■ **SHORT PROBLEM**: Reproduce the material below word for word, leaving out the pictures.

Location identification items:
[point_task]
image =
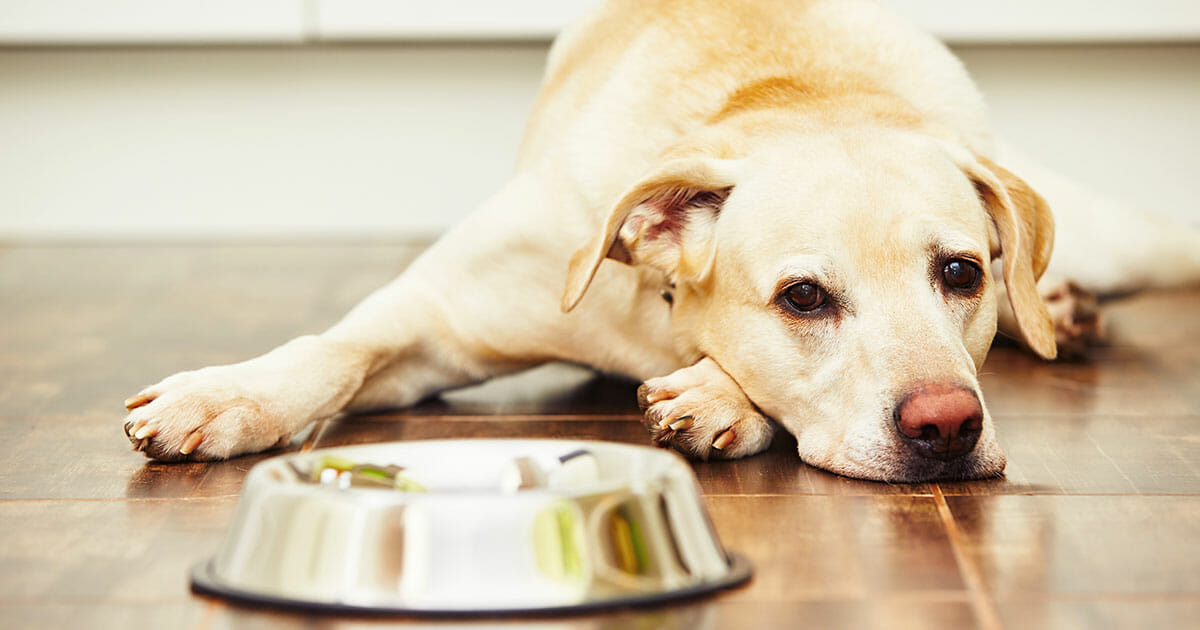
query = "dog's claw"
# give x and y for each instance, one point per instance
(682, 423)
(145, 430)
(139, 400)
(725, 439)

■ **ANSWER BELOW**:
[point_task]
image =
query = "dog's claw"
# give x and y for each instance, one point per instance
(682, 423)
(145, 430)
(139, 400)
(725, 439)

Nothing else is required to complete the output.